▶ _Task list_
• A. In the excerpt on homocysteine metabolism in diabetic retinopathy, by what percentage did CBS enzyme activity decrease in diabetic retinopathy donors compared to non-diabetic control donors?
• B. List every gene whose transcripts the excerpt on homocysteine metabolism in diabetic retinopathy says were quantified by q-RTPCR.

▶ _Study text_
Homocysteine can be converted to cystathione by CBS and CSE [16, 17]; CBS and CSE enzymes were determined in the microvessels. Compared to non-diabetic control donors, diabetic retinopathy donors had 40–60% reduction in the gene and protein expressions of CBS, and 60% decrease in CBS enzyme activity (Fig. 2a-c). Consistent with CBS, in the same diabetic retinopathy donors, gene transcripts of MTHFR and CSE also decreased by 40 and 60%, respectively (Fig. 2d and e).

Fig. 2
figure 2

Homocysteine metabolizing machinery in diabetic retinopathy. Retinal microvessels were employed to determine CBS (a) gene transcripts by q-RTPCR, (b) protein expression by Western blotting, using β-actin as a housekeeping gene and loading protein, respectively, and (c) enzyme activity by measuring fluorescence at 368 nm excitation and 460 nm emission wavelengths. Values obtained from nondiabetic controls are considered as 100%. Gene transcripts of (d) MTHFR and (e) CSE were quantified by q-RTPCR using β-actin as a housekeeping gene. Data are represented as mean ± SD, obtained from retinal microvessels from 6 to 8 nondiabetic and 7–8 diabetic retinopathy donors. *p < 0.05 vs. nondiabetic donors

Since CBS and CSE are also intimately involved in regulating H2S levels [16], as with the transsulfuration and remethylation machinery, diabetic retinopathy donors had over a 2-fold decrease in retinal H2S levels (Fig. 3a).

[Data excerpts]
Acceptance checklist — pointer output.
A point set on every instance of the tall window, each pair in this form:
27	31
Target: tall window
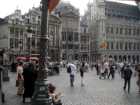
112	30
117	30
11	30
117	45
126	47
129	31
121	45
76	36
121	30
112	47
63	36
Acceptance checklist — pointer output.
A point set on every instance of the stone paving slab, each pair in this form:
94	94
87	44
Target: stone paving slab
95	91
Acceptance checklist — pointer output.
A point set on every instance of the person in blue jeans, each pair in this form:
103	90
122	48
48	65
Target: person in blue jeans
72	73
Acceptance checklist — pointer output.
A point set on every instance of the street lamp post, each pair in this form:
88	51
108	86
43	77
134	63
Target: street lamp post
29	35
41	96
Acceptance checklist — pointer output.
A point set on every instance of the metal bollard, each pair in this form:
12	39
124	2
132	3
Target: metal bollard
1	91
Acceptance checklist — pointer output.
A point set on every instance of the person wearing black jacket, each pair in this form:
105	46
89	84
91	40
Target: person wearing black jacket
127	77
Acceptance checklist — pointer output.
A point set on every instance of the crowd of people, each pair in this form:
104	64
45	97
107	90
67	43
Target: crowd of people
27	75
106	70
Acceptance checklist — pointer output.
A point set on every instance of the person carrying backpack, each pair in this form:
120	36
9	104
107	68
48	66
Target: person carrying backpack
82	69
71	69
127	77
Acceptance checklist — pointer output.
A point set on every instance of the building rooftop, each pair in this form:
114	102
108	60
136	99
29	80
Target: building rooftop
122	10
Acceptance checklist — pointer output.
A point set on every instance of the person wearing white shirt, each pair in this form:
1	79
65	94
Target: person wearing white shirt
72	73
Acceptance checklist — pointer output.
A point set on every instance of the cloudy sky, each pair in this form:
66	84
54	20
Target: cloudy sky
8	6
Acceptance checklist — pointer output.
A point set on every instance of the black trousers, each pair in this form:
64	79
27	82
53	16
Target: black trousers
112	73
127	83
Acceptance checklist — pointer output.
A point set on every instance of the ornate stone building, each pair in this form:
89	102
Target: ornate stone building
84	41
70	31
21	34
118	25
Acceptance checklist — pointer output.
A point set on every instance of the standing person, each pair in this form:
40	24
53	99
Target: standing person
112	71
127	77
13	66
20	79
97	68
72	71
54	95
30	76
137	68
82	69
106	67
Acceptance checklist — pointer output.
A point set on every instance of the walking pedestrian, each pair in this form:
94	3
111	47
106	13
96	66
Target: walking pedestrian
72	71
19	79
112	71
82	69
127	77
30	76
138	76
54	95
97	68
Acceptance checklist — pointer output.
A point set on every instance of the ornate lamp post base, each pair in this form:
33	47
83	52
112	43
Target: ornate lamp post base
41	96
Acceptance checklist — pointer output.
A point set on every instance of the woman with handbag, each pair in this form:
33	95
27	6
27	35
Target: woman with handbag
19	79
55	96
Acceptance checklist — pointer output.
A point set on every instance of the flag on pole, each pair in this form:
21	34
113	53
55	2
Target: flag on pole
52	4
103	44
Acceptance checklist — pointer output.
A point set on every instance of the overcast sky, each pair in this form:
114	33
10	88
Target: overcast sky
8	6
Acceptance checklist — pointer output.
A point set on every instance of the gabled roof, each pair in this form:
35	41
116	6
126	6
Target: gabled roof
122	9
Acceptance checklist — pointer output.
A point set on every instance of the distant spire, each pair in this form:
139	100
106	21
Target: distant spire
17	7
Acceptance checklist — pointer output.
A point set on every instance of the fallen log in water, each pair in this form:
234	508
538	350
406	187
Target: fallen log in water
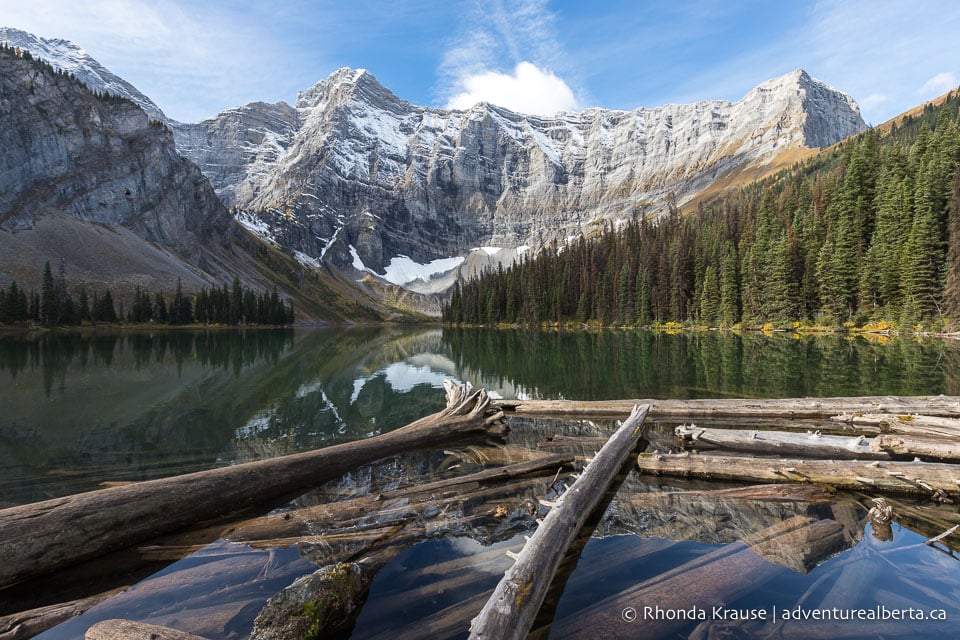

▶ _Responses by item number_
• A. 60%

• B. CBS, MTHFR, CSE